**Activity:** Copy every entry exactly as given, minus the images.

Dataset entries:
◇ ◇ ◇
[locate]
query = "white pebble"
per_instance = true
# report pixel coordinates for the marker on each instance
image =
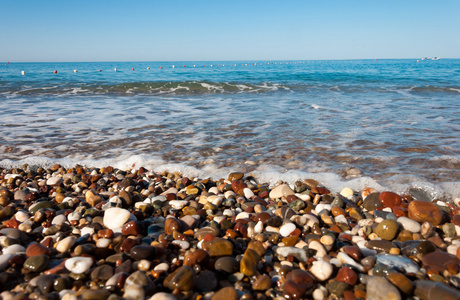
(321, 269)
(78, 264)
(115, 217)
(409, 224)
(67, 243)
(287, 229)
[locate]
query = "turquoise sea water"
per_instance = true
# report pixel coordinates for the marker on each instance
(393, 124)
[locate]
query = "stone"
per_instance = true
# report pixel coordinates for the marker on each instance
(430, 290)
(347, 275)
(299, 283)
(218, 247)
(227, 265)
(248, 264)
(130, 228)
(282, 190)
(421, 211)
(182, 279)
(379, 288)
(321, 269)
(441, 261)
(387, 229)
(226, 293)
(401, 282)
(36, 249)
(78, 264)
(36, 263)
(115, 217)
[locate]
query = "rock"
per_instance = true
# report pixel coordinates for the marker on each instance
(347, 275)
(421, 211)
(280, 191)
(248, 264)
(78, 264)
(387, 229)
(441, 261)
(262, 283)
(182, 279)
(218, 247)
(226, 293)
(398, 262)
(115, 217)
(430, 290)
(321, 269)
(36, 263)
(227, 265)
(379, 288)
(409, 224)
(299, 283)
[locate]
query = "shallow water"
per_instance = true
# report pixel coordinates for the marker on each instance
(395, 122)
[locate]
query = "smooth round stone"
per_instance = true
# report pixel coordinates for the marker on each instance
(58, 220)
(248, 264)
(115, 217)
(283, 190)
(321, 269)
(387, 229)
(65, 244)
(379, 288)
(226, 293)
(298, 283)
(398, 262)
(430, 290)
(103, 273)
(4, 259)
(36, 263)
(162, 296)
(140, 252)
(441, 261)
(227, 264)
(287, 229)
(78, 264)
(182, 279)
(422, 211)
(347, 275)
(409, 224)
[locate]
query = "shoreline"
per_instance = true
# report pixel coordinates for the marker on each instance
(86, 233)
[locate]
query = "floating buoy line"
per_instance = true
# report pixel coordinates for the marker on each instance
(219, 66)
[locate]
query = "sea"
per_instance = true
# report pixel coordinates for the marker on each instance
(384, 124)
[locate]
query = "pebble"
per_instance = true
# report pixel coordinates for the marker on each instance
(78, 264)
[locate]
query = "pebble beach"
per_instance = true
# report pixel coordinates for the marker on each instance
(108, 233)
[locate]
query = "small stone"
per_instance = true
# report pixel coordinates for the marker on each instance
(78, 264)
(379, 288)
(421, 211)
(226, 293)
(115, 217)
(280, 191)
(387, 229)
(36, 263)
(321, 269)
(182, 279)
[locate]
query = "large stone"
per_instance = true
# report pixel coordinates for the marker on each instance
(422, 211)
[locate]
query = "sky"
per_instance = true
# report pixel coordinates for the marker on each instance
(221, 30)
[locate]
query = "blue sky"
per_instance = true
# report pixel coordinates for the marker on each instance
(186, 30)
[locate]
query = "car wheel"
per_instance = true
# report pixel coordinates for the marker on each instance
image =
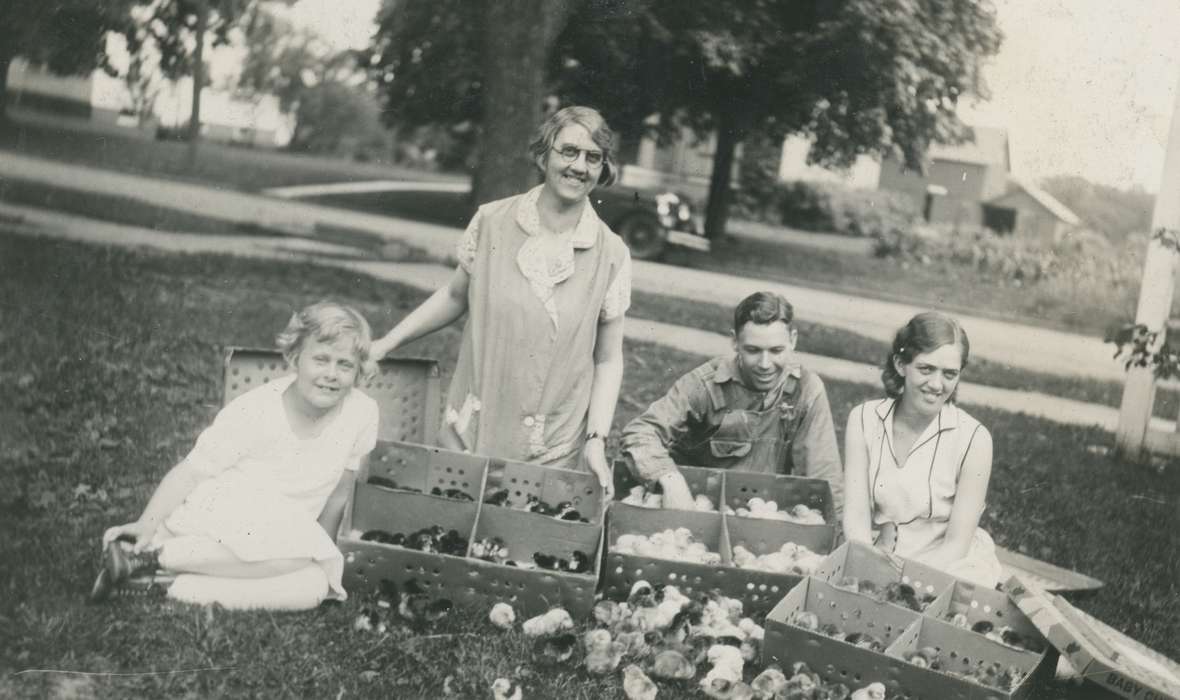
(643, 235)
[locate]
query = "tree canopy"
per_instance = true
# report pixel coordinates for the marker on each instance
(854, 76)
(67, 36)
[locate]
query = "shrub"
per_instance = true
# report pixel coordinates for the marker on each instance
(825, 207)
(1083, 257)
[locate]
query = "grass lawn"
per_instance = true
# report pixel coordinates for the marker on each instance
(235, 167)
(1080, 308)
(111, 360)
(440, 208)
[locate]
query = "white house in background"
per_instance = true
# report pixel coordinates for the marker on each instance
(864, 172)
(105, 100)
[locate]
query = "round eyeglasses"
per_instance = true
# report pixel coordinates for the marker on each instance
(570, 154)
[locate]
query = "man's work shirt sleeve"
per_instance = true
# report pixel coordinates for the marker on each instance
(667, 423)
(814, 446)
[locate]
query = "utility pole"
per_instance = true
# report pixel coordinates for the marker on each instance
(1154, 296)
(198, 78)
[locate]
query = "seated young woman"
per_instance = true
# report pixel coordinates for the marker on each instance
(917, 465)
(247, 519)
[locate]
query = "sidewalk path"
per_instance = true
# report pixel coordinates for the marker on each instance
(430, 276)
(1017, 345)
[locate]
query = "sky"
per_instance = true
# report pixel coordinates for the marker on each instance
(1083, 86)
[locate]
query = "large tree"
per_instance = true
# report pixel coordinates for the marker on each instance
(476, 65)
(67, 36)
(856, 76)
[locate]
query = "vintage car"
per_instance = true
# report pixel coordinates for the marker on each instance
(650, 221)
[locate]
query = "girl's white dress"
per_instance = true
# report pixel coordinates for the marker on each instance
(916, 491)
(267, 486)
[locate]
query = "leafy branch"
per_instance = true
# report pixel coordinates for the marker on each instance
(1134, 342)
(1168, 237)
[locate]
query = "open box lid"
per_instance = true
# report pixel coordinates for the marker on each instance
(406, 390)
(1100, 653)
(1042, 574)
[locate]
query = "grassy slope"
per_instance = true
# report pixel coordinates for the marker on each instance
(815, 338)
(1085, 309)
(112, 362)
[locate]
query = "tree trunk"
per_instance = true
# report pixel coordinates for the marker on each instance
(198, 78)
(518, 36)
(5, 63)
(716, 211)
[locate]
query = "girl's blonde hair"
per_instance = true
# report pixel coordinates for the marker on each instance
(327, 321)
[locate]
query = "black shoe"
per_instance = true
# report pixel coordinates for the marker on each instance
(119, 564)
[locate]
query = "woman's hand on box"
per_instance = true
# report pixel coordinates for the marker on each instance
(595, 455)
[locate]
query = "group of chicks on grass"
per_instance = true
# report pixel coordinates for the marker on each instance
(679, 544)
(755, 508)
(660, 635)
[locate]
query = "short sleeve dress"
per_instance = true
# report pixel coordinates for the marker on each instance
(916, 491)
(522, 384)
(267, 486)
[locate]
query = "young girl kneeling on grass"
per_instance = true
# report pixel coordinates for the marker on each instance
(247, 519)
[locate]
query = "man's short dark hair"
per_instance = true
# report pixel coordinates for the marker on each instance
(762, 308)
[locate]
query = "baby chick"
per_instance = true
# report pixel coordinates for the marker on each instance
(556, 648)
(874, 691)
(636, 685)
(768, 684)
(672, 665)
(602, 653)
(505, 689)
(502, 615)
(804, 619)
(551, 622)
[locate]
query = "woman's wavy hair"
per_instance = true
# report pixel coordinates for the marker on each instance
(589, 118)
(925, 332)
(327, 321)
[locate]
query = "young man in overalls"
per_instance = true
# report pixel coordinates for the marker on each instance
(756, 410)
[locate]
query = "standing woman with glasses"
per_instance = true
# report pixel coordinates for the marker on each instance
(544, 283)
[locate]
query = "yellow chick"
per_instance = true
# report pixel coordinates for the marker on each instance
(672, 665)
(636, 684)
(505, 689)
(502, 615)
(767, 684)
(874, 691)
(546, 623)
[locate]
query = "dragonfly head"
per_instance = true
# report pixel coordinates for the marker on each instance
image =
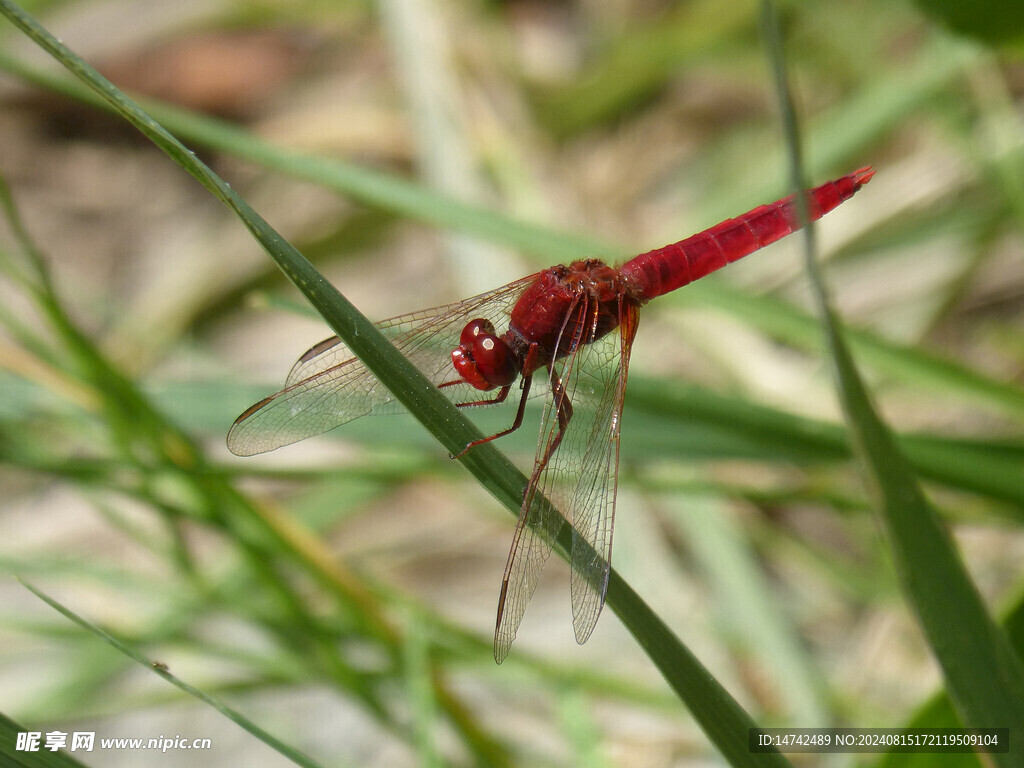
◇ ◇ ◇
**Your solution:**
[locate]
query = "white pebble"
per_instance = true
# report pixel coordinates for the marker on each instance
image =
(321, 269)
(78, 264)
(115, 217)
(409, 224)
(67, 243)
(287, 229)
[locate]
query = "turquoise sea water"
per_instance = true
# report pixel coordinates for the marker on each instance
(393, 124)
[locate]
query = "stone"
per_instance = true
# report pixel coordinates for the marker on each instance
(430, 290)
(347, 275)
(299, 283)
(218, 247)
(227, 265)
(248, 264)
(130, 228)
(282, 190)
(421, 211)
(182, 279)
(379, 288)
(321, 269)
(441, 261)
(387, 229)
(226, 293)
(401, 282)
(36, 249)
(78, 264)
(36, 263)
(115, 217)
[locate]
query = "rock"
per_instance = true
# report pixel coordinates for the marker on each instance
(347, 275)
(421, 211)
(280, 191)
(248, 264)
(78, 264)
(387, 229)
(441, 261)
(262, 283)
(182, 279)
(218, 247)
(226, 293)
(398, 262)
(115, 217)
(430, 290)
(321, 269)
(36, 263)
(227, 265)
(379, 288)
(409, 224)
(299, 283)
[locate]
query = "shallow water"
per_instance = true
# report pixel coordinates for the marker on each instance
(395, 122)
[locate]
query = "smooth round stone"
per_instance = true
# report pixel coordinates for the marker on each instance
(58, 220)
(248, 264)
(115, 217)
(283, 190)
(321, 269)
(387, 229)
(65, 244)
(379, 288)
(226, 293)
(298, 283)
(398, 262)
(430, 290)
(103, 273)
(4, 259)
(36, 263)
(162, 296)
(140, 252)
(441, 261)
(227, 264)
(287, 229)
(78, 264)
(182, 279)
(422, 211)
(347, 275)
(409, 224)
[locate]
query = "shoreline"
per_instance = true
# report pixel coordinates for the marker on each instance
(86, 233)
[locate]
query = "floating buoy line"
per_instance = true
# report pixel coordinates for the marker on each instance
(219, 66)
[locate]
query = "sea"
per_instance = true
# report pixel coordinates for the marker on each instance
(384, 124)
[locate]
query = "pebble"
per_instance = true
# report pixel coordinates for the marker on each instance
(78, 264)
[locate]
query = "pebble beach"
per_instance = true
# report pixel coordinates for the marker on each instance
(108, 233)
[locate]
query = "small stone"
per_instance = true
# report pixel coordinates for the marker on each instance
(78, 264)
(379, 288)
(421, 211)
(226, 293)
(115, 217)
(280, 191)
(387, 229)
(36, 263)
(321, 269)
(182, 279)
[locate]
query = "large stone"
per_instance = true
# report pixel coordinates for the marker on each instance
(422, 211)
[locate]
query = "sky"
per_instance = true
# report pixel coordinates for the marker on each instance
(221, 30)
[locate]
query = "blue sky"
per_instance = true
# report pixel coordinates for the marker on each instance
(186, 30)
[locate]
query = "car wheel"
per_instance = true
# report pixel coordinates for the marker on each instance
image =
(643, 235)
[locate]
query = "tree canopy"
per_instance = true
# report pixel coordinates for the marker on each instance
(854, 76)
(67, 36)
[locate]
query = "shrub"
per_instance = true
# report pixel coordinates for the marker on each instance
(825, 207)
(1083, 257)
[locate]
query = "grass lawn"
per_instance = true
# report pixel coordinates for the marker on each instance
(235, 167)
(1080, 308)
(111, 360)
(440, 208)
[locate]
query = "white house in background"
per_instance = true
# report pixel coordinates for the marker on each instance
(864, 172)
(105, 100)
[locate]
query = "round eyeglasses"
per_instance = true
# report pixel coordinates for the marker on each instance
(570, 154)
[locate]
query = "man's work shirt sleeve"
per_instance = true
# report pixel coordinates for the marker on each instance
(667, 423)
(814, 446)
[locate]
query = "utility pole"
per_instance = true
# report pixel coordinates for the marker on each instance
(1154, 296)
(198, 78)
[locate]
query = "seated young woman"
per_instance = true
# report pixel coordinates for the marker on each instance
(917, 465)
(247, 519)
[locate]
query = "sidewalk path"
per_instance = true
# report pixel coordinates for the marker on each instance
(430, 276)
(1017, 345)
[locate]
query = "sky"
per_instance = true
# report pixel coordinates for the marker on each instance
(1083, 86)
[locate]
query = "large tree"
per_instance = true
# report pixel coordinates for the marker on each instance
(476, 65)
(67, 36)
(856, 76)
[locate]
query = "vintage car"
per_instance = true
# report pixel coordinates for the marker on each instance
(650, 221)
[locate]
query = "girl's white dress"
per_instance = true
# report pixel coordinates for the marker on each instance
(916, 491)
(267, 486)
[locate]
query = "leafy branch"
per_instance = true
# report pixel coordinates for the marker on each instance
(1134, 342)
(1168, 237)
[locate]
query = "open box lid"
per_instance = true
# report pixel coordinates for the marker on each instance
(406, 390)
(1100, 653)
(1042, 574)
[locate]
query = "grassy slope"
per_instance = true
# report pixel coordinates for the marker on each instance
(815, 338)
(1085, 309)
(112, 362)
[locate]
query = "tree trunk"
per_instance = true
# report pixel coordinates for the marker on each instance
(198, 78)
(518, 36)
(5, 63)
(716, 211)
[locate]
query = "girl's blonde hair"
per_instance = true
# report pixel coordinates for the marker on each instance
(327, 321)
[locate]
query = "black shoe"
per_instance = true
# report pixel coordinates for the marker on each instance
(119, 564)
[locate]
query = "woman's hand on box"
per_instance = true
# report pixel coordinates for the marker on each instance
(595, 455)
[locate]
query = "group of chicks on grass"
per_instance = true
# report pixel coordinates for the marker on each instance
(679, 544)
(755, 508)
(660, 635)
[locate]
query = "short sleeve dress"
per_instance = true
# report pixel coordinates for the marker on each instance
(916, 491)
(522, 384)
(267, 486)
[locate]
query = "young girl kneeling on grass"
per_instance = true
# report pixel coordinates for the marker on each instance
(247, 519)
[locate]
query = "man's short dark hair"
per_instance = true
# report pixel coordinates for the marker on each instance
(762, 308)
[locate]
query = "baby chick"
per_instance = true
# report pixel coordinates for the marker on each instance
(556, 648)
(874, 691)
(636, 685)
(768, 684)
(672, 665)
(602, 653)
(505, 689)
(502, 615)
(804, 619)
(551, 622)
[locate]
query = "woman's wavy hair"
per_instance = true
# report pixel coordinates for the marker on each instance
(589, 118)
(925, 332)
(327, 321)
[locate]
query = "young man in overalls"
per_instance = true
# report pixel coordinates for the marker on each instance
(756, 410)
[locate]
query = "standing woman with glasses"
per_instance = true
# report pixel coordinates for the marker on each instance
(544, 283)
[locate]
query = "yellow chick"
per_instance = true
# report pixel coordinates for the marker on each instance
(672, 665)
(636, 684)
(505, 689)
(502, 615)
(767, 684)
(874, 691)
(546, 623)
[locate]
query = "dragonfly head"
per_instance = true
# report pixel coordinates for the marker on each instance
image =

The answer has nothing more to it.